Problem requirements -
Return all of the data exactly as written, without the pictures.

◇ ◇ ◇ ◇ ◇ ◇ ◇

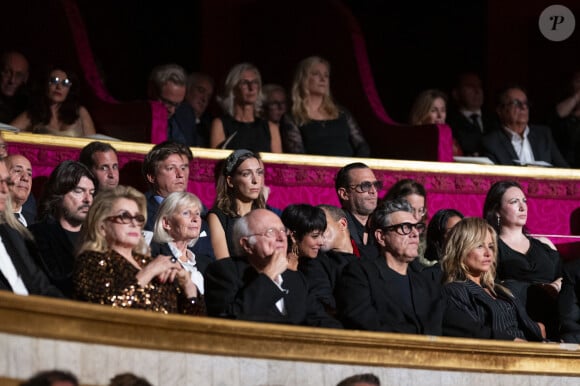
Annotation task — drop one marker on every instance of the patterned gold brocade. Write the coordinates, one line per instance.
(108, 278)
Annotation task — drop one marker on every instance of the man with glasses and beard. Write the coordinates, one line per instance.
(389, 293)
(358, 192)
(64, 205)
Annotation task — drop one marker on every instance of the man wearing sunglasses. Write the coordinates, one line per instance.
(68, 195)
(358, 190)
(389, 293)
(519, 143)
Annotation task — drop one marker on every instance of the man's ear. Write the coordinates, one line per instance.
(343, 194)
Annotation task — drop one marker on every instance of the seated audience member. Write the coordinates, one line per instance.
(476, 306)
(468, 120)
(101, 159)
(517, 142)
(112, 266)
(52, 378)
(20, 171)
(569, 303)
(166, 169)
(389, 293)
(128, 379)
(67, 197)
(437, 231)
(274, 102)
(416, 195)
(530, 267)
(239, 189)
(177, 227)
(200, 89)
(255, 284)
(430, 108)
(240, 126)
(13, 81)
(567, 123)
(367, 379)
(316, 125)
(358, 191)
(19, 272)
(306, 225)
(55, 107)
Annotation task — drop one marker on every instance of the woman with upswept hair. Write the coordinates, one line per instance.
(240, 126)
(317, 125)
(476, 306)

◇ ◇ ◇ ◇ ◇ ◇ ◇

Worked answer -
Annotation task — drop one marker on every instance of the patterned gold brocade. Write the coordinates, one line per instance.
(108, 278)
Annotation task — drop one marker on every instance of the man with glasses and beard. Write the coordinates, one line per instance.
(389, 293)
(358, 192)
(64, 205)
Annotation task — drop one marker on every instance of the man wearing sunglasses. Write the coordinates, one line per instance.
(68, 195)
(358, 190)
(389, 293)
(519, 143)
Annotation task — drop one marker on every instance of the man's ear. Write the coordinates, one line per instance.
(343, 194)
Annotation task — drop one marker on every instance of the seated audience member. Write the coordinates, one line per instance.
(476, 306)
(468, 120)
(101, 159)
(517, 142)
(112, 266)
(52, 378)
(20, 171)
(569, 303)
(166, 169)
(389, 293)
(128, 379)
(67, 197)
(437, 231)
(274, 102)
(416, 195)
(530, 267)
(239, 189)
(177, 227)
(200, 89)
(255, 284)
(430, 108)
(240, 126)
(13, 81)
(567, 123)
(367, 379)
(316, 125)
(358, 191)
(19, 272)
(306, 225)
(55, 107)
Annotation task — drop one marker on every instance of the woman with upswept hair. Write the coordinates, one line per instance.
(240, 126)
(317, 125)
(476, 306)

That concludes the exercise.